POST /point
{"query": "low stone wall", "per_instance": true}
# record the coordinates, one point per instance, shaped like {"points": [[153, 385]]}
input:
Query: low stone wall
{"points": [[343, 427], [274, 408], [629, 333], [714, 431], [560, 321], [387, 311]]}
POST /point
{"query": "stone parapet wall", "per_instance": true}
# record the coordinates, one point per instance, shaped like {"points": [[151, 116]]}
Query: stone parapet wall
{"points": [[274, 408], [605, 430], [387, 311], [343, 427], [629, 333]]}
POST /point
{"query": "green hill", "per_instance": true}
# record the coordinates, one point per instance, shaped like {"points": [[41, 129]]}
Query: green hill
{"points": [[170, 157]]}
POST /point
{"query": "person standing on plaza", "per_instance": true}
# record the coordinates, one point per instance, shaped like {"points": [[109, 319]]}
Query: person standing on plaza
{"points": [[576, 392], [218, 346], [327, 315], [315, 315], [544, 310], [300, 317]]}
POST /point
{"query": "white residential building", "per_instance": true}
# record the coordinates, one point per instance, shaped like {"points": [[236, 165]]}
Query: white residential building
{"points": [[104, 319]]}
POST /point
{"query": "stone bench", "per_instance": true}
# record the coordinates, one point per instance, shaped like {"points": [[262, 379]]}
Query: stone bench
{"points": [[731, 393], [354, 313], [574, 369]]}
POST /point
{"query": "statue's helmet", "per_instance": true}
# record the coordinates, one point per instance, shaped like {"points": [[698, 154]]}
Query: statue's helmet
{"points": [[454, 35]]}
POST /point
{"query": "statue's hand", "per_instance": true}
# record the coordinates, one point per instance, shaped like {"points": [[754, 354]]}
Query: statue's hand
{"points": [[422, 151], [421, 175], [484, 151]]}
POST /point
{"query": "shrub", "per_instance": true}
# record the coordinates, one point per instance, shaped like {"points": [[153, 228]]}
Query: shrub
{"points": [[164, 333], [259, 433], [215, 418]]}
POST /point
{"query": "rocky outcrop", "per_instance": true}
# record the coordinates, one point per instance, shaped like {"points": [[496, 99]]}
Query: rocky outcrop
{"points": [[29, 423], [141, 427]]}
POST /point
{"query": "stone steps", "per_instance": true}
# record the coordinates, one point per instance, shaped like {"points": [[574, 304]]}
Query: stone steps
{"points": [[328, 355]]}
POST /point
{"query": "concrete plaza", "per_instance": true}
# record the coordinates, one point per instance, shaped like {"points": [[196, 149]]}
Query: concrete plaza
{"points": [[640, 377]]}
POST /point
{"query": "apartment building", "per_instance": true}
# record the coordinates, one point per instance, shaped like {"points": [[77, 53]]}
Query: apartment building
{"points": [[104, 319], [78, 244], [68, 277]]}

============================================================

Please be sure to repeat every entry exactly.

# [Output of the task]
POST /point
{"query": "low stone wall", "per_instance": true}
# record the coordinates, one point per instance, shaped like {"points": [[153, 385]]}
input:
Query: low stone wall
{"points": [[343, 427], [274, 408], [629, 333], [714, 431], [560, 321], [387, 311]]}
POST /point
{"query": "stone parapet wall", "per_instance": true}
# record the coordinates, one point per instance, shaped like {"points": [[151, 116]]}
Query: stone parapet wall
{"points": [[274, 408], [605, 430], [387, 311], [343, 427], [629, 333]]}
POST /point
{"query": "green hill", "per_instance": true}
# record the coordinates, one point per instance, shaped like {"points": [[41, 129]]}
Query: green hill
{"points": [[170, 157]]}
POST /point
{"query": "person standing on plaza", "per_instance": true}
# record the coordinates, one point per instance, shaped like {"points": [[109, 319]]}
Query: person standing on plaza
{"points": [[576, 392], [218, 346], [327, 315], [315, 315], [544, 310], [300, 317]]}
POST /point
{"query": "white residential building", "per_instance": true}
# record the coordinates, one point per instance, shaped like {"points": [[236, 165]]}
Query: white residential building
{"points": [[104, 319]]}
POST /point
{"query": "stone bench", "per_instance": true}
# record the coordinates, one point per instance, shaped like {"points": [[262, 379]]}
Query: stone bench
{"points": [[731, 393], [354, 313], [574, 369]]}
POST /point
{"query": "statue's helmet", "per_instance": true}
# record the coordinates, one point per instance, shaped like {"points": [[698, 154]]}
Query: statue's helmet
{"points": [[454, 35]]}
POST /point
{"query": "statue's hand", "per_instance": true}
# record the coordinates, one point per instance, shaped like {"points": [[754, 354]]}
Query: statue's hand
{"points": [[422, 151], [421, 175], [484, 151]]}
POST /point
{"query": "shrub", "per_instance": true}
# record the coordinates, one point per instance, shaped like {"points": [[153, 228]]}
Query: shrub
{"points": [[164, 333], [259, 433], [215, 418]]}
POST /point
{"query": "rocky outcrop", "per_instance": true}
# record the coordinates, one point per instance, shaped like {"points": [[496, 99]]}
Query: rocky outcrop
{"points": [[29, 423], [141, 427]]}
POST /point
{"query": "stone steps", "per_instance": true}
# record the coordinates, one point per instance, shaped like {"points": [[574, 304]]}
Query: stone steps
{"points": [[328, 355]]}
POST /point
{"query": "concrete plaza", "per_instance": true}
# record the coordinates, one point per instance, shaped like {"points": [[196, 149]]}
Query: concrete plaza
{"points": [[640, 377]]}
POST /point
{"query": "apartment building", "per_instance": true}
# record the coordinates, one point per instance, shaped like {"points": [[77, 53]]}
Query: apartment building
{"points": [[104, 319], [78, 244], [68, 277]]}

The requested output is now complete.